Records from a dataset:
::::::::::
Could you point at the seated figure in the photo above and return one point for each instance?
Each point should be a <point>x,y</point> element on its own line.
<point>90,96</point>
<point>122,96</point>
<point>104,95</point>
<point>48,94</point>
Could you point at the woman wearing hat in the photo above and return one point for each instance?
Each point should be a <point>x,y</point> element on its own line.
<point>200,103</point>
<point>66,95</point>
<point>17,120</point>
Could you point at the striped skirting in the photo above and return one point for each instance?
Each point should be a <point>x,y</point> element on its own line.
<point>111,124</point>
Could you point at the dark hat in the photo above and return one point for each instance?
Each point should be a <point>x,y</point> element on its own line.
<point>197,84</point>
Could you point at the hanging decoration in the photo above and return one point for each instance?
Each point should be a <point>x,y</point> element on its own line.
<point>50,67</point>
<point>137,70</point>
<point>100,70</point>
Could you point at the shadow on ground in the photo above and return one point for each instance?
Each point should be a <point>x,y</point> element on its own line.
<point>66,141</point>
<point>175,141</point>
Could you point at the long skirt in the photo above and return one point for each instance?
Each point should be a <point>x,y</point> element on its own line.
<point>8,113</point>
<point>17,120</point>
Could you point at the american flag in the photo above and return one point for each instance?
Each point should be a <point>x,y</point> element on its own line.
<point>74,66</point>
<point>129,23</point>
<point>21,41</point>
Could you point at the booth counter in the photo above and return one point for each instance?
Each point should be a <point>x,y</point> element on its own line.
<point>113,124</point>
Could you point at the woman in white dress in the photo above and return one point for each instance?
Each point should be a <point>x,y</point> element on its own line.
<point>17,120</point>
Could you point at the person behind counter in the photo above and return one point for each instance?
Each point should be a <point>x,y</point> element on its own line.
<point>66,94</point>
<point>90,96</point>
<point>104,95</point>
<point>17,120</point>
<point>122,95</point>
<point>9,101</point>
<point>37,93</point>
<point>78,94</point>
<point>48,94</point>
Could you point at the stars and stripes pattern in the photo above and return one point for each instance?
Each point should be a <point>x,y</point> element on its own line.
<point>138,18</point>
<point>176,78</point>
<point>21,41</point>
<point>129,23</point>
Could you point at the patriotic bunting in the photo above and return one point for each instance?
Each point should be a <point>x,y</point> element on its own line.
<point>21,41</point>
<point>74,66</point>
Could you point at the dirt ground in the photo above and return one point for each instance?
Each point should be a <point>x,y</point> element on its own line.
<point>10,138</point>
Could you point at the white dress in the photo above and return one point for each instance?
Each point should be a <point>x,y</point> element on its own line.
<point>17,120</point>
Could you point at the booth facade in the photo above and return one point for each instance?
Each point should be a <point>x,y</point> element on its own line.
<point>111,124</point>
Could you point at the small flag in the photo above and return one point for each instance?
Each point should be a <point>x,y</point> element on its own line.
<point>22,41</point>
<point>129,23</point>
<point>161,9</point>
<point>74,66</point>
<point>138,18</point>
::::::::::
**What you should do:** Reproduce the entries above exactly, starting at their first line and finishing with the line that contains "Could you point at the striped".

**Output for this exercise:**
Could you point at the seated figure in the photo above and return one point for each instance?
Each point should be a <point>x,y</point> element on its own line.
<point>90,96</point>
<point>122,96</point>
<point>104,95</point>
<point>48,94</point>
Could you point at the woman wearing hat in the photo above and return one point for each instance?
Each point should be a <point>x,y</point> element on its own line.
<point>200,103</point>
<point>66,95</point>
<point>17,120</point>
Could you point at the striped skirting in the photo above and return one point for each instance?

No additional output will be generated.